(Entries from a pointing dataset)
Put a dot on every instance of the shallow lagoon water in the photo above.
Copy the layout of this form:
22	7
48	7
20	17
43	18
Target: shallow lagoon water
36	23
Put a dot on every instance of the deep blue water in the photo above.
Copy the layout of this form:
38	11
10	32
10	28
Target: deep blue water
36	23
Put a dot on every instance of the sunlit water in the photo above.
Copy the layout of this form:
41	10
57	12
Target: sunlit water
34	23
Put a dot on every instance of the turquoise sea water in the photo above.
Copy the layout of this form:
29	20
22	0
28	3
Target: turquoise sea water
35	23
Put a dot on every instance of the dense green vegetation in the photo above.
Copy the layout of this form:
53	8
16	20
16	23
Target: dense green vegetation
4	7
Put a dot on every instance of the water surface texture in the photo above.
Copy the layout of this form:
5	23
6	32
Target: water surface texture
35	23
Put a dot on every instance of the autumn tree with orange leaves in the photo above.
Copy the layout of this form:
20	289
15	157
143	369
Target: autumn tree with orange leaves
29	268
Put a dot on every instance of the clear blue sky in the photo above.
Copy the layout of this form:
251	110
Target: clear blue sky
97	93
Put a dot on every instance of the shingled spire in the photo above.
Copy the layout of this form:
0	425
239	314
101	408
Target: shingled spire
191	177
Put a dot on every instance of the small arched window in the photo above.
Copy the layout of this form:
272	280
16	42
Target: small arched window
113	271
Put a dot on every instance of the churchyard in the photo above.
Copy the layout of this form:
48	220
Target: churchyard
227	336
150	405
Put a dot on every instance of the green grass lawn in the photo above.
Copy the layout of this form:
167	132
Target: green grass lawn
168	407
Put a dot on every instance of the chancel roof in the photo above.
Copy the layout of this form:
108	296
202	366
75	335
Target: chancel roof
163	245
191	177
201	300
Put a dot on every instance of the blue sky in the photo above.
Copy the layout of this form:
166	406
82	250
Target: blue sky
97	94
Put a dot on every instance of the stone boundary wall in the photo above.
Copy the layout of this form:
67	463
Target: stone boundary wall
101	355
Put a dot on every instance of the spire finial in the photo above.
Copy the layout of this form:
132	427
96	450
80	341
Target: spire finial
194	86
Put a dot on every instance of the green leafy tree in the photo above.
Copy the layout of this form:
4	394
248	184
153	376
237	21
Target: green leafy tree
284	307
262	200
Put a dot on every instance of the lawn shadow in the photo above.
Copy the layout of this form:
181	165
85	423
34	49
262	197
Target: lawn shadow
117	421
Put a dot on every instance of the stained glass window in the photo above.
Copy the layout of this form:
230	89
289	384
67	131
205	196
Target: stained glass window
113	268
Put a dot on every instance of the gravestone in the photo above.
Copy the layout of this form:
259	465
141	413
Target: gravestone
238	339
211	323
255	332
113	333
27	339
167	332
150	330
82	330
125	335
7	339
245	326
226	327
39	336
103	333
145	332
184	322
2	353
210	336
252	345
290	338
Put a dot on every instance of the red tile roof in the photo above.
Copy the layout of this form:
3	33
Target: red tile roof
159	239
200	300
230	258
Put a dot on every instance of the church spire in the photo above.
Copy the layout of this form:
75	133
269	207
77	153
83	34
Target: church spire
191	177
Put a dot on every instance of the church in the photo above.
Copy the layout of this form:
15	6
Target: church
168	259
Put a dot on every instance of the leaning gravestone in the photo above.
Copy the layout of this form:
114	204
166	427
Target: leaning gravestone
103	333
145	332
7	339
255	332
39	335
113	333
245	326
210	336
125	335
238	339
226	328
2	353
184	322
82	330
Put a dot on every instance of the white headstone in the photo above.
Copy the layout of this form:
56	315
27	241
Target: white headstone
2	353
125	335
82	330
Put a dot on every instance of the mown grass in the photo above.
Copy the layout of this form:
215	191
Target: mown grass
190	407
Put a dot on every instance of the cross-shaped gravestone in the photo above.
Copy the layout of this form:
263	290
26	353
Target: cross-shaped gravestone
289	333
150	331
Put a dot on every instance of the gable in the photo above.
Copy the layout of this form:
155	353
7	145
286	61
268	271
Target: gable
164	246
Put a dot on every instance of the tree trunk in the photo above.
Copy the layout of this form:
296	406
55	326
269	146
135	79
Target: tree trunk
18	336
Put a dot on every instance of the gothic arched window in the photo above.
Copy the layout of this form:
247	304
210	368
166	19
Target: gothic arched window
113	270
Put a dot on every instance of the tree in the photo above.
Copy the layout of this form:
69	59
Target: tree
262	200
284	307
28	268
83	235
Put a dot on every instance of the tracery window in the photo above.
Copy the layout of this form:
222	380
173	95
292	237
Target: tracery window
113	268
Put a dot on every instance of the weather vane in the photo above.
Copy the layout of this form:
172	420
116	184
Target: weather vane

§ **TASK GOAL**
Please format the lines above, from the line with "Put a dot on every instance of the weather" to the end of the items, as a JSON list of strings, one string per line and leaving out blank lines.

§ **ANSWER FOR THE TASK**
[
  "Put a dot on every instance of the weather vane in the photo above.",
  "Copy the layout of this form:",
  "172\t420",
  "116\t184",
  "Target: weather vane"
]